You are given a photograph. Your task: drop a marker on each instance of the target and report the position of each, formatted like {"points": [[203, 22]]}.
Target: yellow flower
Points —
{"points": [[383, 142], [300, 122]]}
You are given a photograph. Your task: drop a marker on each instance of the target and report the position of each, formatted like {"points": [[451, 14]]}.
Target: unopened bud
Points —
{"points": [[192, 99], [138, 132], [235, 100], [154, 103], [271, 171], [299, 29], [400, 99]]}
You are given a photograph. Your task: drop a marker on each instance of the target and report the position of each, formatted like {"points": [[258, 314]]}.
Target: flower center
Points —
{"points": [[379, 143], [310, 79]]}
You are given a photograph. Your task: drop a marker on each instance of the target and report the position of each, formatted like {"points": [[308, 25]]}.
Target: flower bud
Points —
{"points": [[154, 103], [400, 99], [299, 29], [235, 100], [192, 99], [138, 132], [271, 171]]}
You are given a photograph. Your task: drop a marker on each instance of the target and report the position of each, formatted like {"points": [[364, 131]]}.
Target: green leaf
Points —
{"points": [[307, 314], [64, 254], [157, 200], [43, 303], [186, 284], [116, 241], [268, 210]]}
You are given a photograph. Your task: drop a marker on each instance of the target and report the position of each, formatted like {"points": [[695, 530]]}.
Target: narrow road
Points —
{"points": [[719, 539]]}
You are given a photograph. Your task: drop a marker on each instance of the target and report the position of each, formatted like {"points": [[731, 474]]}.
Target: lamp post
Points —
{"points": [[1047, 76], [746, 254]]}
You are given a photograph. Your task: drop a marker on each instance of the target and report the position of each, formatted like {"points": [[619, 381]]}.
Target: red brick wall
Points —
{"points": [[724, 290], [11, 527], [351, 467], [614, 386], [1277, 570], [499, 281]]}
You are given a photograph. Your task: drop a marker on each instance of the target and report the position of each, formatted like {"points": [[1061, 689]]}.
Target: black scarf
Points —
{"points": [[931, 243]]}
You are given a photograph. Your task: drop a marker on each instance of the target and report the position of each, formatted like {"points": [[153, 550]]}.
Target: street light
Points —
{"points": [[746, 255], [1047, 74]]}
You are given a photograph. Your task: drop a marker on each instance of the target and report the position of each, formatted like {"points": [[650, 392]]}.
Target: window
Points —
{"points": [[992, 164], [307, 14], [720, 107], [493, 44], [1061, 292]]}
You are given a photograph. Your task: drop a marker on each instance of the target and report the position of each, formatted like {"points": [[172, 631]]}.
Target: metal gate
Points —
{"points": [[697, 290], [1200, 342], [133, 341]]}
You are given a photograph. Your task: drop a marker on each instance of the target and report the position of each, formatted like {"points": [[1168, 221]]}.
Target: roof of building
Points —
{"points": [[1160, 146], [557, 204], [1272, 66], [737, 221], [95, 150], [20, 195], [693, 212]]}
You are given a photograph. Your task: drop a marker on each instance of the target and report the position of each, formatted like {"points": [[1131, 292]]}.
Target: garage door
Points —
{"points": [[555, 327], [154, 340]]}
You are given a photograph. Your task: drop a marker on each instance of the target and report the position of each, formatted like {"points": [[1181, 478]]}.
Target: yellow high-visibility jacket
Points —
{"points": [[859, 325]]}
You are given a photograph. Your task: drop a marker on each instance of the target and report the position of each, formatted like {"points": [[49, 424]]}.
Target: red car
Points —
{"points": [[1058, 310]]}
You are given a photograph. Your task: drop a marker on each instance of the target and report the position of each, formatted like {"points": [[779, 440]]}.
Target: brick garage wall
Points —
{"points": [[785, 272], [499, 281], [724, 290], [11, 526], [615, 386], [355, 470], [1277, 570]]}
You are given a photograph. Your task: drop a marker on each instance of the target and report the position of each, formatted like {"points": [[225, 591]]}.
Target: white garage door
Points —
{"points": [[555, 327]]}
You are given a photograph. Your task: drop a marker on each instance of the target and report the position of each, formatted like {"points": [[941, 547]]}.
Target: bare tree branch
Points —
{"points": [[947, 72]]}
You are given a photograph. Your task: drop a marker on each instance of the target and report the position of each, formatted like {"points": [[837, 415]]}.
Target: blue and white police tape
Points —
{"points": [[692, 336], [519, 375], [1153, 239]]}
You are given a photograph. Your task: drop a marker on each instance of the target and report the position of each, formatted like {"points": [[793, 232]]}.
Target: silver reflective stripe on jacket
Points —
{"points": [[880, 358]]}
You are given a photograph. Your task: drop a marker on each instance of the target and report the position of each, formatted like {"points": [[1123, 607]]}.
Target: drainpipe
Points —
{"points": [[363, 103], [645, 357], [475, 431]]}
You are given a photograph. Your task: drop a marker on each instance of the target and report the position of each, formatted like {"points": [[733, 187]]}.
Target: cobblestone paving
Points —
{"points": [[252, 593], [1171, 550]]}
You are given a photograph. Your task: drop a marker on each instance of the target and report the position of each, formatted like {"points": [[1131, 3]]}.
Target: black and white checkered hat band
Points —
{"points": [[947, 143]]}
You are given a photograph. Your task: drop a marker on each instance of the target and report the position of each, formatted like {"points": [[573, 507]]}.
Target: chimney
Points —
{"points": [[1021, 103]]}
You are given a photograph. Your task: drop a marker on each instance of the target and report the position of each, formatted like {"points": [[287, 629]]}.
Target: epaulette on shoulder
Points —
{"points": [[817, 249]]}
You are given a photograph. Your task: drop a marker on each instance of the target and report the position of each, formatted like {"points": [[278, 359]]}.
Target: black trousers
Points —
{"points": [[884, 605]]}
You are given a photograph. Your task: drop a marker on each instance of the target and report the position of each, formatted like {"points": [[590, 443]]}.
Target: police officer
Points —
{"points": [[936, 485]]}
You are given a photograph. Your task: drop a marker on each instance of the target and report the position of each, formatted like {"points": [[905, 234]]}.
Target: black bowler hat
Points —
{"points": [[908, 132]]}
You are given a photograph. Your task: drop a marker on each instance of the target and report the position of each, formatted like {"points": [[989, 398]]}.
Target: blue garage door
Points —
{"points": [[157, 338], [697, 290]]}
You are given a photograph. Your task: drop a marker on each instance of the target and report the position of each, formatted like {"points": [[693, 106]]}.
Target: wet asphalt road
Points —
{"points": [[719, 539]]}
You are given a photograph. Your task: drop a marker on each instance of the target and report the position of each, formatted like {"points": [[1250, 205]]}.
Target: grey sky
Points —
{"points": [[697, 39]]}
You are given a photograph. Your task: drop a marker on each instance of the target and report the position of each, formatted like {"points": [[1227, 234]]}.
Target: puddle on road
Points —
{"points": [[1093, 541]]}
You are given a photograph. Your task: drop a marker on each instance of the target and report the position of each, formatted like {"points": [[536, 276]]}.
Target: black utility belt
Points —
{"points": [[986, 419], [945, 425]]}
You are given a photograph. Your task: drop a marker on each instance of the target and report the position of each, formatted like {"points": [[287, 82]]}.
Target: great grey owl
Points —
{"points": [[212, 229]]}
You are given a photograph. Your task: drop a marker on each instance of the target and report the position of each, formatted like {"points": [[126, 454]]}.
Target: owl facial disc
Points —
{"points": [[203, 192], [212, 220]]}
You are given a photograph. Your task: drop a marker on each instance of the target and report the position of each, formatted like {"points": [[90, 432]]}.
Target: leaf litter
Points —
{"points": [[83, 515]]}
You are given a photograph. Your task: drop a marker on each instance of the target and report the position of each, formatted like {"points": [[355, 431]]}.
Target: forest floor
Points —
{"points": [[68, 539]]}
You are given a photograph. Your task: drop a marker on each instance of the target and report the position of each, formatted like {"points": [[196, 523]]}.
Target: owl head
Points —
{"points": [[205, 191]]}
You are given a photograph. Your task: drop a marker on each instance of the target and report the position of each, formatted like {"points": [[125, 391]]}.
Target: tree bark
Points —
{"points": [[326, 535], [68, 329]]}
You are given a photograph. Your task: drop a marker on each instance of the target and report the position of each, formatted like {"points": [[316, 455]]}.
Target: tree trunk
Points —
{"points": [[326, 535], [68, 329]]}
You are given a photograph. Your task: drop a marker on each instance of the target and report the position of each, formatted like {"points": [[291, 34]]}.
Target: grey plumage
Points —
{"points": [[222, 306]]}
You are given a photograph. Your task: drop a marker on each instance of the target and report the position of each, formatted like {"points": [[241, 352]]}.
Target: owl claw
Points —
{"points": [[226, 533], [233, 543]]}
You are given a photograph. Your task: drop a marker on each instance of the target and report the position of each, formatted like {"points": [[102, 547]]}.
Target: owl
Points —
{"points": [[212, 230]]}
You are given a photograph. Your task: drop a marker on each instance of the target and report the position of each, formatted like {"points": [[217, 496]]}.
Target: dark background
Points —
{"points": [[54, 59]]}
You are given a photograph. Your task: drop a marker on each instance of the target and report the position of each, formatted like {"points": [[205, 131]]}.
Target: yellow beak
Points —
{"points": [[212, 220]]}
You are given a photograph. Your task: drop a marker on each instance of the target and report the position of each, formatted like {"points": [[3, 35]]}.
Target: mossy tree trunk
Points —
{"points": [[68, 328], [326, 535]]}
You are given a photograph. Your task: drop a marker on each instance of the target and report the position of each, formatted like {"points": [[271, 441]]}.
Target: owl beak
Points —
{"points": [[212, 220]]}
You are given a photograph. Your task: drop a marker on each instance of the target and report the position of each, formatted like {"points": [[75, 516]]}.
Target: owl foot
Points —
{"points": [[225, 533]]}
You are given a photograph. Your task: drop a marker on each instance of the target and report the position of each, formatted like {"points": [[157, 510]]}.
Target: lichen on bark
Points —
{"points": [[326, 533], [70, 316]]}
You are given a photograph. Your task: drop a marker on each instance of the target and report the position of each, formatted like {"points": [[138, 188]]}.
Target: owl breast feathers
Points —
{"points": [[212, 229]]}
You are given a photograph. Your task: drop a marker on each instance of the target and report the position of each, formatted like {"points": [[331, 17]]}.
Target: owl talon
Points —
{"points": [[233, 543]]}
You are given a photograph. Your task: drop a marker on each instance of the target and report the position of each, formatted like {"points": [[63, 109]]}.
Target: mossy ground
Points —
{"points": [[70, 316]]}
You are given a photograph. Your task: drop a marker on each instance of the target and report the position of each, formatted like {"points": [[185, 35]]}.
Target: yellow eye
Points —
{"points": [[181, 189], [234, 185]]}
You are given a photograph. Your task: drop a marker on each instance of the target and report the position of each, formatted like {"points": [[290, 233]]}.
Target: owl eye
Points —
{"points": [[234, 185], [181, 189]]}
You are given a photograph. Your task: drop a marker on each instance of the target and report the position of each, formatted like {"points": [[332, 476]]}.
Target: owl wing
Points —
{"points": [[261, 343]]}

§ The problem: The lines needed are the ones from the first line of the entries through the line that contains "Target: red brick wall", given again without any change.

§ Answer space:
You are given a photograph. Your task: drop a marker on each instance of the target and report the position of each, formatted like {"points": [[203, 22]]}.
Target: yellow flower
Points —
{"points": [[383, 142], [300, 122]]}
You are given a photograph. Your task: drop a marker on each instance of the target and report the position of each, formatted like {"points": [[451, 14]]}.
Target: unopened bud
Points —
{"points": [[192, 99], [138, 132], [235, 100], [154, 103], [271, 171], [299, 29], [400, 99]]}
You are given a photograph. Your task: drop a marker on each instance of the target and report the position of each, formatted like {"points": [[258, 314]]}.
Target: flower center
Points —
{"points": [[379, 143], [310, 79]]}
You are given a photograph. Your task: drop a marker on each instance of the target and report the position of each, formatted like {"points": [[308, 25]]}.
Target: flower bud
Points —
{"points": [[154, 103], [400, 99], [299, 29], [235, 100], [192, 99], [138, 132], [271, 171]]}
You are given a photograph. Your task: drop a marker on each instance of the target and report the position of each, formatted like {"points": [[364, 131]]}.
Target: green leaf
Points —
{"points": [[307, 314], [64, 254], [157, 200], [43, 303], [186, 284], [116, 241], [268, 210]]}
You are given a photograph. Your task: drop a marker on each instance of the target and report the position of each, formatted like {"points": [[695, 530]]}.
Target: narrow road
Points —
{"points": [[719, 539]]}
You are given a photograph. Your task: drop a marker on each instance of the target and report the position of each, formatted like {"points": [[731, 474]]}.
Target: lamp post
Points —
{"points": [[1047, 76], [746, 254]]}
You are given a photograph. Your task: drop a marker on each instance of the target and report the position of each, formatted like {"points": [[619, 381]]}.
Target: red brick wall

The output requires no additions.